▶ THE REQUEST
Output the full listing below exactly, without the pictures.
======== LISTED ENTRIES
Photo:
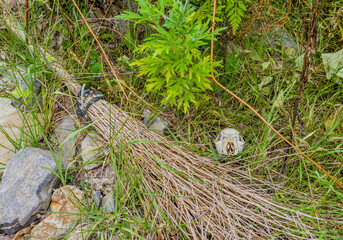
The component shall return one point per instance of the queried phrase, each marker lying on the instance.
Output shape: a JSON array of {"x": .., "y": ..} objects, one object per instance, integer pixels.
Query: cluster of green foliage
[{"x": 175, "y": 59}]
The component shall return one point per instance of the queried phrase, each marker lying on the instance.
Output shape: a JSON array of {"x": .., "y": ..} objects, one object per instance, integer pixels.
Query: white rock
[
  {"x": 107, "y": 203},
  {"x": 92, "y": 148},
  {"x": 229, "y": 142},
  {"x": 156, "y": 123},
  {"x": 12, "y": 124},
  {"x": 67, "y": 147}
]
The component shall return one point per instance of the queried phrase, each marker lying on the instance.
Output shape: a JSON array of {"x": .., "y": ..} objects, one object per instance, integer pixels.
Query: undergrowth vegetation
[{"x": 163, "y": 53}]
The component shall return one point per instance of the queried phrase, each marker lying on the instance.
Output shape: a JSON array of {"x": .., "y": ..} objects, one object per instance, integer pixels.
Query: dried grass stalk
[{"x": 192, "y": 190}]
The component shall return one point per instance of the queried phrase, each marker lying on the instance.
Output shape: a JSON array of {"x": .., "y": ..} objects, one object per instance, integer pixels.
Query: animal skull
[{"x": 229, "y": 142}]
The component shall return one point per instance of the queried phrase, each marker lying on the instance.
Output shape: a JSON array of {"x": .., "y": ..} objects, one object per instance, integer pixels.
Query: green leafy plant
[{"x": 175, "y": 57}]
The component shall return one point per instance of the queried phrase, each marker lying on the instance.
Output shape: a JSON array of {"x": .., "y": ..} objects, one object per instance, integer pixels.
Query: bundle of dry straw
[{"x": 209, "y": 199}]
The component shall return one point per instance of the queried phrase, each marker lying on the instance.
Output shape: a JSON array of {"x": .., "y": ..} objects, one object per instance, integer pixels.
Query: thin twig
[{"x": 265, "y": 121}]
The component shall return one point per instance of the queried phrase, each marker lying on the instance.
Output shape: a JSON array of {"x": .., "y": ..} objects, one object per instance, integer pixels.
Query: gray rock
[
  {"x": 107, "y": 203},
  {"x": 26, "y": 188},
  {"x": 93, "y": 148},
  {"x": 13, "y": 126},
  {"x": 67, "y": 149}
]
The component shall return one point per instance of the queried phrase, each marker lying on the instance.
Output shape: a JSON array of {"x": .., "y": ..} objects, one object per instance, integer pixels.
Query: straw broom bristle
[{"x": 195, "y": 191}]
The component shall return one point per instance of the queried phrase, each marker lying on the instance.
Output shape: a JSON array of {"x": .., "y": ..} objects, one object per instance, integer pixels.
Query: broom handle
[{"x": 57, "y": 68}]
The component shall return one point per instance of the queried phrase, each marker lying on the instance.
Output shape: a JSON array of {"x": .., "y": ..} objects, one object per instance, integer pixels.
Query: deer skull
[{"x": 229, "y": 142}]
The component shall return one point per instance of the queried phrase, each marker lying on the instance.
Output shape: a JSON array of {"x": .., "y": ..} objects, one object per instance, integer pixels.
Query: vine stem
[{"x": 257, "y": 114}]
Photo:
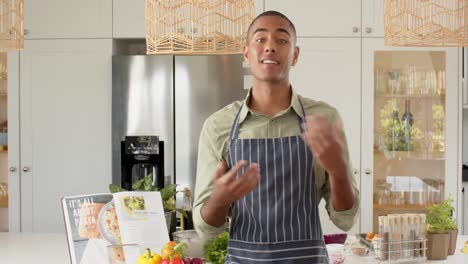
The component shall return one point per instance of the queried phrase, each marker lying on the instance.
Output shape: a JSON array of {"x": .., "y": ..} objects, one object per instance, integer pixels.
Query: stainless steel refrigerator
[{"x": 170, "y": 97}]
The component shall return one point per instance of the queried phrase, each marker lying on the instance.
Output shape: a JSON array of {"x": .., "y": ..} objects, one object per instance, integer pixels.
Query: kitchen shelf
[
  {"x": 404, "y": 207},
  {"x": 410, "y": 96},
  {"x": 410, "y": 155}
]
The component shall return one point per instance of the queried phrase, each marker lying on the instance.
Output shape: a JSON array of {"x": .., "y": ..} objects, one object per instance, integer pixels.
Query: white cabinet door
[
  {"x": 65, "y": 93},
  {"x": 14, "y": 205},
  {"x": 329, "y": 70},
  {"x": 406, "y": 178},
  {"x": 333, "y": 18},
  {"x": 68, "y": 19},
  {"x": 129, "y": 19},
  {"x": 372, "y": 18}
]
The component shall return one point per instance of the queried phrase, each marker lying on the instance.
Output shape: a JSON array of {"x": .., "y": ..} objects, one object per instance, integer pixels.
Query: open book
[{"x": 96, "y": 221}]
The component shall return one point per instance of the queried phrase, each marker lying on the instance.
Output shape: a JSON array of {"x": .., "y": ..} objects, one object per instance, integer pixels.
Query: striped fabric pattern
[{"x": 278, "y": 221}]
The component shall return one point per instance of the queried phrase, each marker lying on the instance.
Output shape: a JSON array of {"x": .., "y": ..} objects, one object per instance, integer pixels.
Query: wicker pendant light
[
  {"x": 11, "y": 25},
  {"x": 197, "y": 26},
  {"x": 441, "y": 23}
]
================
▶ RIGHT ANSWER
Photo:
The component shall return one point per instance of the queried phrase, each marker lying on the instance.
Output shape: a JSON array of {"x": .., "y": ..} objects, one object per instance, integer pixels.
Query: cluster of green foliage
[{"x": 175, "y": 59}]
The component shall return one point per instance of the queried phrase, each marker lying on the instance.
Output shape: a JSON array of {"x": .., "y": ..} objects, one object per instance, integer pixels.
Query: white rock
[
  {"x": 107, "y": 203},
  {"x": 92, "y": 148},
  {"x": 229, "y": 142},
  {"x": 156, "y": 123},
  {"x": 12, "y": 124},
  {"x": 67, "y": 147}
]
The component shall return one point per instance of the queried phrase, each marker lying on the instance.
Output shape: a JSON array of {"x": .., "y": ..} objects, one object per instance, integer pixels.
Query: undergrowth vegetation
[{"x": 163, "y": 53}]
The component shall return one point per instance of the queried phrase, each marker lying on the instance.
Output shape: a JSON array of {"x": .., "y": ..} objects, one object per instance, integer pixels.
Query: dried grass stalk
[{"x": 192, "y": 190}]
The component shall return one point per instance of the queried phrase, each marker lying on the instance.
Output shape: a JSON array of {"x": .., "y": ..} objects, one object per instance, integer pixels.
Query: animal skull
[{"x": 229, "y": 142}]
The component shall return one point per instance of the queried phrase, each marker lying on the instance.
Output shape: a JSON array of {"x": .., "y": ..} objects, one object per instance, integer pixels.
Query: green leafy plant
[{"x": 175, "y": 57}]
The component shall return one point per instance of the queried phrase, each marker lying on the instance.
Output shape: a JSON array of {"x": .., "y": ..} objects, one object per instance, integer pixels.
Query: bundle of dry straw
[{"x": 209, "y": 199}]
The component shall return one point per instance of the queried phrase, each marker lying on the instance.
Output shape: a JSON array of {"x": .., "y": ..} objects, one object per instance, integer pixels.
Query: thin twig
[{"x": 265, "y": 121}]
The component shall return one point per instance of the queried phrase, each marker lying on the instance.
Output shape: a JSON array of {"x": .., "y": ..} objects, one object per instance, integer pixels.
Query: gray rock
[
  {"x": 107, "y": 203},
  {"x": 26, "y": 188},
  {"x": 93, "y": 148},
  {"x": 13, "y": 126},
  {"x": 67, "y": 149}
]
The component shall return one point per instance of the queried phrase, each marker lying on the instance.
Output shape: a JSON array of {"x": .., "y": ..} objects, one object per instance, integer pixels.
Query: straw broom bristle
[{"x": 195, "y": 191}]
The component shall return one point per instance of the queried phrase, each marker lying on the instance.
Output shape: a JSON array of {"x": .., "y": ..} objects, one object per instance, integer pixels.
Query: broom handle
[{"x": 57, "y": 68}]
The component shall return one point per instance of the queried phrase, each marker lying on the instance.
Output shape: a JSON array of {"x": .., "y": ..} objects, one object per instance, integer pixels.
Query: deer skull
[{"x": 229, "y": 142}]
The component shall return one point per instance of the queried phrase, each marker lying on the instance.
Output shape: a JSON array of {"x": .., "y": ..} objects, one object per instance, integer pixels.
Query: vine stem
[{"x": 257, "y": 114}]
Photo:
The component shall return one point per instance of the queried phrase, each marker lying on the instance.
Output shape: a JSON array of {"x": .., "y": ..} objects, one object per instance, integer pixels.
Query: stainless steel refrigerator
[{"x": 170, "y": 97}]
The component shall return one point per instance of the queried phrase, each marker lying on the instance.
Output shape: a JSON array of {"x": .., "y": ..} objects, one object per instance, integer pixels.
Query: kitchen shelf
[
  {"x": 404, "y": 207},
  {"x": 410, "y": 96},
  {"x": 410, "y": 155}
]
The component shall return one point per instance of the queried phrase, each marker lying on the instance.
Output shape: a JSON array of {"x": .., "y": ..} objects, one object per instance, integer pixels.
Query: white cabinet door
[
  {"x": 65, "y": 93},
  {"x": 14, "y": 205},
  {"x": 329, "y": 70},
  {"x": 406, "y": 178},
  {"x": 333, "y": 18},
  {"x": 68, "y": 19},
  {"x": 129, "y": 19},
  {"x": 372, "y": 18}
]
The component shall return one point per instance of the queried phrase, each marker lying on the instance.
Output shape: a JSON array of {"x": .., "y": ..} objects, one object per instance, integer pixels.
Query: open book
[{"x": 96, "y": 221}]
The component shall return one point per instance of the queried phrase, each marker lying on the instance.
Output shape: a JSON array of {"x": .., "y": ..} objects, one object per instance, integer pixels.
Query: striped fabric pattern
[{"x": 278, "y": 221}]
The component shall return one point per instance of the queried phrase, each marker lying on the instance.
Output shape: a JSON array of {"x": .., "y": ..} objects, one object per instance, integer pixels.
Query: wicker pendant light
[
  {"x": 11, "y": 25},
  {"x": 197, "y": 26},
  {"x": 441, "y": 23}
]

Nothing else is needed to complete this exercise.